That prompted a heart surgeon and an analyst who follows Edwards to question whether the company needs to redesign its so-called percutaneous heart valve. That could add to the time it would take Edwards to enter what it sees as an emerging market.

A redesign of the valve could be needed before Edwards gets federal approval to start clinical trials, said Alexander Arrow of Lazard Fr & #269;res & Co. in New York.

In a report issued after Edwards’ investor day earlier this month, Arrow wrote that Dr. Jeffrey Moses, a cardiologist who spoke to attendees, said he thought the valve needed to be changed. Before the product is launched in the U.S., Edwards would have to add a protective feature to help heart surgeons avoid hurting the heart’s mitral valve, the doctor said.

The stakes are high for Edwards. The company is the largest maker of heart valves implanted via open-heart surgery. But industry watchers see valves inserted via catheters gaining a big share of the market in years to come.

After first downplaying the threat posed by less-invasive valves, Edwards earlier this year paid $125 million to buy New Jersey’s Percutaneous Valve Technologies Inc., an up-and-comer in the less-invasive heart valve market.

The valve questioned by the analyst and surgeon comes from the acquisition.

Edwards said it is working on issues with regulators but a valve redesign isn’t needed.

“As we announced, our plans to implement enhancements to the delivery system to improve ease of device delivery and implantation will not require any design modifications, said Barry Liden, an Edwards spokesman.

The company said it hopes to have complete U.S. regulatory approval for its Cribier-Edwards percutaneous aortic heart valve by 2007.

Any delays in bringing the valve to market could give competitors a leg up, according to analyst Arrow.

They include France’s CoreValve SA and 3F Therapeutics Inc. in Lake Forest.

Arrow said he sees 3F Therapeutics as Edwards’ biggest threat in the percutaneous heart valve market. 3F gained a lot of buzz last year when Boston Scientific Corp., an Edwards rival, led a $14.2 million venture capital financing round (see related story, page 16).

Another company working on less-invasive valves is Minneapolis-based Medtronic Inc., which has a valve plant in Santa Ana.

3F’s potential competitive threat to Edwards stems from what Arrow called “deliverability,” a term doctors use to describe their ability to get an implantable device to the exact spot in a patient’s body.

“Given the clinical challenges Edwards/PVT faces, a heart valve startup, 3F Therapeutics, has, in our view, replaced PVT as the company with the most promising non-surgical aortic heart valve,” Arrow wrote.

## STUDY QUESTIONS
• a. Return everything from "Any delays in" down to "in Santa Ana." in the article on the Edwards heart valve, copied word for word.
• b. Resume the article on the Edwards percutaneous heart valve, starting right after its last sentence.

## RECORD SET
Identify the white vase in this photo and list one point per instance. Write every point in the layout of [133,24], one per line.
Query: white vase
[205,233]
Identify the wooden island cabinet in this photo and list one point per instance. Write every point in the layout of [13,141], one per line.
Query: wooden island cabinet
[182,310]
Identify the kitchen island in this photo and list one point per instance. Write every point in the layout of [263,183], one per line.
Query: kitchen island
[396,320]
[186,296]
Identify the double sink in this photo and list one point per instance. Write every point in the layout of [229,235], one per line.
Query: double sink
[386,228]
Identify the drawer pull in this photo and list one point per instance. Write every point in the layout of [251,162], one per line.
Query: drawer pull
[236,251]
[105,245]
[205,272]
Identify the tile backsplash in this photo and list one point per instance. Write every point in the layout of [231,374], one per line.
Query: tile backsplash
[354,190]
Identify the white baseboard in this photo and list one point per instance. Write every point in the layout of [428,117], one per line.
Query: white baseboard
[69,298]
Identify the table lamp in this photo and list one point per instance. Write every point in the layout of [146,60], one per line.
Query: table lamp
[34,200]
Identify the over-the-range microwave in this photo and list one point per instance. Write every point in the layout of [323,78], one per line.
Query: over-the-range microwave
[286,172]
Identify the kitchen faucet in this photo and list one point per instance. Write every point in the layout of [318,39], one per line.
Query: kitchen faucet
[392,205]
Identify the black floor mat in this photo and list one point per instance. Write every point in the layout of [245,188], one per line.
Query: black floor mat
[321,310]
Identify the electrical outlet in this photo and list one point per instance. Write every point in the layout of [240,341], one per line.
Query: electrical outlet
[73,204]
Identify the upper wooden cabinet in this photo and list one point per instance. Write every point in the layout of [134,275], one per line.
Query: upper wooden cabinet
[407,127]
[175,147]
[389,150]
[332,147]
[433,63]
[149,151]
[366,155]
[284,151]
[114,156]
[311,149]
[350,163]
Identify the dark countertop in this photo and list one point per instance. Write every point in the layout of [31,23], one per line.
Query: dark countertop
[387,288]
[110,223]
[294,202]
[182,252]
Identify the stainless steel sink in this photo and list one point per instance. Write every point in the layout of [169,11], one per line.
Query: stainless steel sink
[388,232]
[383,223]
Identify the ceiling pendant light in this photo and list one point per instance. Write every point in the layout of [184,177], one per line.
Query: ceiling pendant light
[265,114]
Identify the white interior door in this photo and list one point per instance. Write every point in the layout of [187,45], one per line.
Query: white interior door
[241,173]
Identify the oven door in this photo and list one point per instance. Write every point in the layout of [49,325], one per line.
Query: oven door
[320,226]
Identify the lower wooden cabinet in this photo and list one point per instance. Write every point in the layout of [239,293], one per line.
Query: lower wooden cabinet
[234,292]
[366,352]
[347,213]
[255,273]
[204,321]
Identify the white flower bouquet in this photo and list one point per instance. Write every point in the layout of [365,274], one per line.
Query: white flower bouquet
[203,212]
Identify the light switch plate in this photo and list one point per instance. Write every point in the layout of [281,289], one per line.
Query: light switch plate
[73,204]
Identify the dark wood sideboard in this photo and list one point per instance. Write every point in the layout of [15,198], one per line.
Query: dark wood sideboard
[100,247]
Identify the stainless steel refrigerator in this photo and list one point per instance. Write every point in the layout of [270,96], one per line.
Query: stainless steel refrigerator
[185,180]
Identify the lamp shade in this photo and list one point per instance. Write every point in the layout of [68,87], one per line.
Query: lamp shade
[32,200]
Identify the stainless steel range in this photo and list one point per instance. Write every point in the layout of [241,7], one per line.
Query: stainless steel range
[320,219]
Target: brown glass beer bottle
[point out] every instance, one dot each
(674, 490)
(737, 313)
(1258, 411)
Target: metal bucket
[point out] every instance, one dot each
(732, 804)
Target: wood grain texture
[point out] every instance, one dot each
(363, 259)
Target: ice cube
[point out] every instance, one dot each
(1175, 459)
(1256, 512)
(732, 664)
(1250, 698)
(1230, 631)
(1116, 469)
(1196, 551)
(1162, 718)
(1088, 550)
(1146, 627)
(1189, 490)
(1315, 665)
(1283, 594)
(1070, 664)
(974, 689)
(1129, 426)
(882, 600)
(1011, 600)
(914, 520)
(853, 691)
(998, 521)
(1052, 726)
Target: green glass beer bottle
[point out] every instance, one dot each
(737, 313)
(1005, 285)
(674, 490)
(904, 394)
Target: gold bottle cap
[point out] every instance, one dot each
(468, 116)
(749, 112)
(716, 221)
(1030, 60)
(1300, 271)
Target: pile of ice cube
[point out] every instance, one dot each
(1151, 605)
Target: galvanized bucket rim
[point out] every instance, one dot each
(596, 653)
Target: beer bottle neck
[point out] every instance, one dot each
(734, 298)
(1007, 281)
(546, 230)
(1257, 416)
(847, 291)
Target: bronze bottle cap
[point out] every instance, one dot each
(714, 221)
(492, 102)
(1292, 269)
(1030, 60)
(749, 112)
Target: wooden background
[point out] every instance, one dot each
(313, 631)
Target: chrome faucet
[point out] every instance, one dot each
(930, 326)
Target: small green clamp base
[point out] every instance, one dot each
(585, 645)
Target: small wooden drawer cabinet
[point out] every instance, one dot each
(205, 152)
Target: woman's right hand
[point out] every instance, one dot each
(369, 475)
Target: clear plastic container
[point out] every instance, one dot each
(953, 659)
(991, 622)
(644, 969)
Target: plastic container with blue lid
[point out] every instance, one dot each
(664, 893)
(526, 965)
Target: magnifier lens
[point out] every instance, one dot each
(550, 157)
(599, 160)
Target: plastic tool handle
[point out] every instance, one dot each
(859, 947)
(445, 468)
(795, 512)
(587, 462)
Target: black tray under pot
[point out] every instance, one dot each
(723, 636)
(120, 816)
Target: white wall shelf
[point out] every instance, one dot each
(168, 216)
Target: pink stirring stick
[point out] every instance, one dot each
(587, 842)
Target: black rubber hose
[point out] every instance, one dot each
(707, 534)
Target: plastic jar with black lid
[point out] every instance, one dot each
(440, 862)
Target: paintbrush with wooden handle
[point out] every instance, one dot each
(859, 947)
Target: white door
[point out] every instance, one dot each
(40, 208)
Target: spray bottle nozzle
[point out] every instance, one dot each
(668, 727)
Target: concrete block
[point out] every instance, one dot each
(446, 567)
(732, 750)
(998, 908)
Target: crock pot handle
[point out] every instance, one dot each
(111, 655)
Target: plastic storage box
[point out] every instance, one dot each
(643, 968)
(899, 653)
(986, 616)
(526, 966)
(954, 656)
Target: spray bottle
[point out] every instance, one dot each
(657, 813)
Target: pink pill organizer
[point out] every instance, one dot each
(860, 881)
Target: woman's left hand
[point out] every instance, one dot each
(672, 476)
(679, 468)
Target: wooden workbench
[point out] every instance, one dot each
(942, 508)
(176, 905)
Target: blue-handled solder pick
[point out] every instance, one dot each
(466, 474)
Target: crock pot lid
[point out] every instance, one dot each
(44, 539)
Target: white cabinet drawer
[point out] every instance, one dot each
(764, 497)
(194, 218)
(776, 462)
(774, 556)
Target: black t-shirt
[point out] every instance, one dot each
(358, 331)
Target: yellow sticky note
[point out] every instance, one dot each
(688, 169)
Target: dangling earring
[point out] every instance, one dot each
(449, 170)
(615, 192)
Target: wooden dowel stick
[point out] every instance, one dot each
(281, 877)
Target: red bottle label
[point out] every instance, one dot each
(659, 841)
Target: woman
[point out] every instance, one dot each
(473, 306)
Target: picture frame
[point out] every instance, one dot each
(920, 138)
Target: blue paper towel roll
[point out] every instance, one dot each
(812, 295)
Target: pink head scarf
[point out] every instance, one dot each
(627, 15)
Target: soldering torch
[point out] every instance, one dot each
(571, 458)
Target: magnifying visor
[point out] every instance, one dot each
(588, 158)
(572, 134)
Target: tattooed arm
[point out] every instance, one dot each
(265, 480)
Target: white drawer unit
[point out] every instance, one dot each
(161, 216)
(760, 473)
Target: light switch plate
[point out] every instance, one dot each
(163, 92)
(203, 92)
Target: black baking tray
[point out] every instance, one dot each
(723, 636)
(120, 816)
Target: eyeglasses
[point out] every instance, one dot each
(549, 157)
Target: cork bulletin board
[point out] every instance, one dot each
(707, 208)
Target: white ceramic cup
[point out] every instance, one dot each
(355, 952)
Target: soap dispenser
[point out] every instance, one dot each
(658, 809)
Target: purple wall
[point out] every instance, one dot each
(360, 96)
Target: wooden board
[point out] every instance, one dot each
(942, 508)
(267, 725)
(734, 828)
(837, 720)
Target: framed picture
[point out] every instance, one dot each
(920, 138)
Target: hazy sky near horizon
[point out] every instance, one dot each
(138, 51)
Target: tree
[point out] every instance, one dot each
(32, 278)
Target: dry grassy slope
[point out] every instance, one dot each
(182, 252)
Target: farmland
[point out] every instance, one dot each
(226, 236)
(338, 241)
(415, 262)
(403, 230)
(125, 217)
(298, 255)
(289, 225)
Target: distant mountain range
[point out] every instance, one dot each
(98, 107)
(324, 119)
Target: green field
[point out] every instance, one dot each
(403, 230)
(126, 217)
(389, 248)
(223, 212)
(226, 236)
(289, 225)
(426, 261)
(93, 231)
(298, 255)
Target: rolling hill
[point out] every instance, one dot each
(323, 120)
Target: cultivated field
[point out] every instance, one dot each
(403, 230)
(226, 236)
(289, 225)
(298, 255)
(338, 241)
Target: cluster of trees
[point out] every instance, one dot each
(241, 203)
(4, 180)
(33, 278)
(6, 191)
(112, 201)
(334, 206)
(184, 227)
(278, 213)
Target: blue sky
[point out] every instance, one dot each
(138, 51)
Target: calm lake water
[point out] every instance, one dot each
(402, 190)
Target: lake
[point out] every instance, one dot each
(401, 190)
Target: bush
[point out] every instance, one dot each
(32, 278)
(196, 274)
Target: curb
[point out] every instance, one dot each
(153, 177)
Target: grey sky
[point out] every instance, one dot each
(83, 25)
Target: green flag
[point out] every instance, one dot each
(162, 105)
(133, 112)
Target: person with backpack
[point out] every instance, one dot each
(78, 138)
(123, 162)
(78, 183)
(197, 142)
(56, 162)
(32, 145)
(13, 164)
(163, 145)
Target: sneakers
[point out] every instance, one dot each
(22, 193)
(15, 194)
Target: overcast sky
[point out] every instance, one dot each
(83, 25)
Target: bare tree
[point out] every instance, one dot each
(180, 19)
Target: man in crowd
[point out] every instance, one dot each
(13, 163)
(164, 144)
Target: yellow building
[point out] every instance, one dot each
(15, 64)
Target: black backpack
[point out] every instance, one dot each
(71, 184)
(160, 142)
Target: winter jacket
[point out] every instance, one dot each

## ANSWERS
• a.
Any delays in bringing the valve to market could give competitors a leg up, according to analyst Arrow.

They include France’s CoreValve SA and 3F Therapeutics Inc. in Lake Forest.

Arrow said he sees 3F Therapeutics as Edwards’ biggest threat in the percutaneous heart valve market. 3F gained a lot of buzz last year when Boston Scientific Corp., an Edwards rival, led a $14.2 million venture capital financing round (see related story, page 16).

Another company working on less-invasive valves is Minneapolis-based Medtronic Inc., which has a valve plant in Santa Ana.

• b.
Edwards’ way of implanting less-invasive valves is to go through the arteries. That could damage healthy leaflets in a patient’s mitral valve or require a smaller catheter, according to Arrow.

3F’s approach relies on a small incision in the chest, along with a catheter to move the valve to the heart, he said.

Edwards’ Liden passed on a question about whether Edwards would be interested in buying 3F, saying the device maker’s policy is not to speculate about acquisitions or collaborations.

Jan Wald, who follows Edwards for A.G. Edwards & Sons in St. Louis, also was cautious about the company’s percutaneous valve issue, albeit with milder language than Arrow.

“Our opinion here has not changed over the past year,” Wald said in a report detailing his impression of Edwards’ investor day. “We think that these technologies definitely have a ‘cool’ factor, but not much beyond that right now.”

As for delays, they’re to be expected, according to Wald.

“We talked to one of the doctors after the conference who told us that it may take four to five years after approval before we see widespread adoption due to issues he has seen to date,” he wrote. “In short, we think investors should appreciate what could be novel technologies but not ignore the timelines or the risks.”

During the conference, Edwards executives said questions remain about how sick a patient needed to be to participate in a trial and what kinds of comparisons should be used.

The delay news was overshadowed by Edwards’ revenue and profit growth for 2005, which pushed the company’s shares higher. Edwards’ stock got another boost last week on word of a valve approval in Japan. The company had a market value of $2.4 billion as of last week.